▶ [Aufgaben und Übungen]:
(1) Schreiben Sie aus dem Artikel über Timo Boll den Abschnitt zwischen „Mit 42 Jahren“ und „in Südkorea erreichen.“ ab, beide Stellen eingeschlossen.
(2) Nennen Sie alle Erfindungen, die der Artikel über Timo Boll für die Zeit seit seiner ersten WM aufzählt.
(3) Führen Sie bitte den Artikel über Timo Boll nach seinem letzten Satz weiter.

▶ [Textabschnitt]:
━━━━━━━━━━━━━━━━━━━━

Mit 42 Jahren zum 21. Mal bei einer WM
Endlich einmal die Chinesen schlagen: Das wollen Timo Boll und das deutsche Tischtennis-Team bei der WM in Südkorea erreichen.
(dpa) Als Timo Boll zum ersten Mal an einer TischtennisWeltmeisterschaft teilnahm, hieß der deutsche Bundeskanzler noch Helmut Kohl. 1997 in Manchester war das. Und Boll sagt in der Rückschau: „Mich hat das total fasziniert. Ich habe zum ersten Mal die chinesischen Spieler gesehen, die ich vorher nur aus dem Fernsehen kannte.“
Seitdem hat die Menschheit das Smartphone, die Dating-Portale oder einen neuen Mars-Roboter erfunden. Was aber immer noch kaum jemand kennt, ist ein Weg, die
Übermacht China bei einem großen Tischtennis-Turnier zu besiegen. Allein die deutsche Mannschaft verlor seit Bolls Karrierebeginn sechs WMund zwei Olympia-Finals gegen diesen Gegner. Es beim möglicherweise neunten Versuch endlich zu schaffen, ist ein starker Antrieb für Boll, bei der Team-WM von diesem Freitag an bis 25. Februar in Südkorea noch einmal anzutreten. Es ist im Alter von 42 Jahren und elf Monaten bereits sein 21. WM-Turnier.

━━━━━━━━━━━━━━━━━━━━

▶ [Angezeigte Daten]:
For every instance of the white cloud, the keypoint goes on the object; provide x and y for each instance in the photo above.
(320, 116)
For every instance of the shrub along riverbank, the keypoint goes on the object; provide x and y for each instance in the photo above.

━━━━━━━━━━━━━━━━━━━━

▶ [Lösungen pro Aufgabe]:
(1)
Mit 42 Jahren zum 21. Mal bei einer WM
Endlich einmal die Chinesen schlagen: Das wollen Timo Boll und das deutsche Tischtennis-Team bei der WM in Südkorea erreichen.

(2) das Smartphone, die Dating-Portale, einen neuen Mars-Roboter

(3)
Glaubt er wirklich noch einmal an diesen einen großen Tag? „Das ist doch eine Selbstverständlichkeit“, sagt Boll: „Auch im Einzel habe ich gegen den Weltmeister Fan Zhendong neun Mal in Folge verloren. Trotzdem gehst du jedes Mal wieder in das Spiel und versuchst, einen Weg oder eine Lösung zu finden.“
Ein wenig Hoffnung macht den
deutschen Spielern, dass die Chinesen von den vielen Turnieren und verschiedenen Wettbewerben im Tischtennis genauso genervt und gestresst sind wie sie selbst. Und dass der Rekord-Europameister Boll mit fast 43 noch mal ein bemerkenswertes Comeback hingelegt hat.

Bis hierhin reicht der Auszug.